• Text passage:
Hi,
All in all, from my understanding, one main “blocker” for
switching
appears to me;
the repositories at
https://git.bioconductor.org/package/NAME do not
tag package versions. The only method of organization
is branches
that are named after *Bioconductor releases* (not
package releases),
e.g. RELEASE_3_15. We can only determine the package
version by
reading its DESCRIPTION file or by looking up the
version index for
all Bioconductor packages (we do that already). This
means that there
could be different commits for the same package version
in the same
release branch — so we have to include the commit hash
and a revision
counter in the version string.
Yes, this is the main obstacle.
We will need a new way to refer to versions. This must
incorporate the
Bioconductor release (as an epoch-like prefix or as a suffix or
just as
a property?), the package version, a revision identifier, and a
commit
stub. Are we okay with this? It would be ugly and inconvenient
to
include the Bioconductor release in the version string. It's also
a bit
ugly to include a revision and a bit of the commit when in most
cases we
just have a pretty release version.

• Exercise set:
**1.** In the Bioconductor versioning message, rewrite the passage between "We will need" and "pretty release version.", inclusive, changing "ugly" to "awkward".
**2.** According to the Bioconductor versioning message, what are the branches in the repositories at git.bioconductor.org named after?
**3.** Resume the message about Bioconductor versioning after its final sentence.
The entries that follow come from a separate source and have no connection to the message about Bioconductor versioning.

• The data:
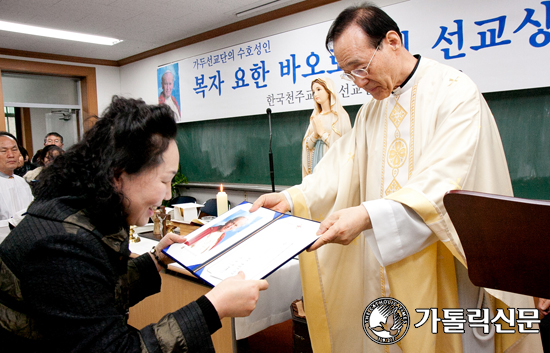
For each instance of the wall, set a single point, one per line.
(139, 79)
(107, 79)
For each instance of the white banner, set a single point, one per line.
(501, 44)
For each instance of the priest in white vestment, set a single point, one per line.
(379, 191)
(15, 193)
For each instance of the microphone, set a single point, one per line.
(271, 172)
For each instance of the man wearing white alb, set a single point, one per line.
(379, 191)
(15, 193)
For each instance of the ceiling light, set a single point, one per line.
(55, 33)
(259, 8)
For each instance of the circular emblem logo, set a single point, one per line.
(386, 320)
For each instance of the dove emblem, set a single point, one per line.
(386, 320)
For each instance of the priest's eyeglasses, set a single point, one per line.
(361, 73)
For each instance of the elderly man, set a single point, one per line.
(15, 193)
(167, 82)
(379, 191)
(53, 138)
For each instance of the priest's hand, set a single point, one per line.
(275, 201)
(342, 227)
(235, 296)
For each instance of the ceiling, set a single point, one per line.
(143, 25)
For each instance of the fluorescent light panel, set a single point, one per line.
(55, 33)
(259, 8)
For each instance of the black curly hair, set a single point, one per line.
(130, 137)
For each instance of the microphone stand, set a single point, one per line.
(271, 172)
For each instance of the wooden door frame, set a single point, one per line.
(86, 74)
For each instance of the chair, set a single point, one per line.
(211, 208)
(182, 199)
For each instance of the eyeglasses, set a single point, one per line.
(361, 73)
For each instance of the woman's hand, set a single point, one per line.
(235, 296)
(166, 241)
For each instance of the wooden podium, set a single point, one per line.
(505, 239)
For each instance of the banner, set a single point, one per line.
(501, 44)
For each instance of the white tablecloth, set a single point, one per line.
(273, 306)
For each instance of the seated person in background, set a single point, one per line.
(36, 158)
(15, 193)
(70, 255)
(24, 164)
(47, 155)
(53, 138)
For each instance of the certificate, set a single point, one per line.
(256, 243)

• Answers to the tasks:
**1.**
We will need a new way to refer to versions. This must
incorporate the
Bioconductor release (as an epoch-like prefix or as a suffix or
just as
a property?), the package version, a revision identifier, and a
commit
stub. Are we okay with this? It would be awkward and inconvenient
to
include the Bioconductor release in the version string. It's also
a bit
awkward to include a revision and a bit of the commit when in most
cases we
just have a pretty release version.

**2.** They are named after Bioconductor releases, not package releases, for example RELEASE_3_15.

**3.**
The updater will need to update revision numbers when the version
according to DESCRIPTION has not changed, but a new commit is
used.
Does the top commit in a Bioconductor release branch *always*
correspond
to a package release, or can there be experimentation or
development on
these branches?
I no longer remember why we haven't switched to using this WIP
commit.
It looks like it's only a cosmetic problem.
I'm not sure if we can only use it for guix-bioc without causing
problems with the (gnu packages bioconductor) module. Any
thoughts on that?
If we can use it for guix-bioc without impacting (gnu packages
bioconductor) I'm all for trying it --- but I have to respectfully
decline doing the work myself this time. I can certainly assist
with
diagnosis of problems that stem from adopting the WIP patch.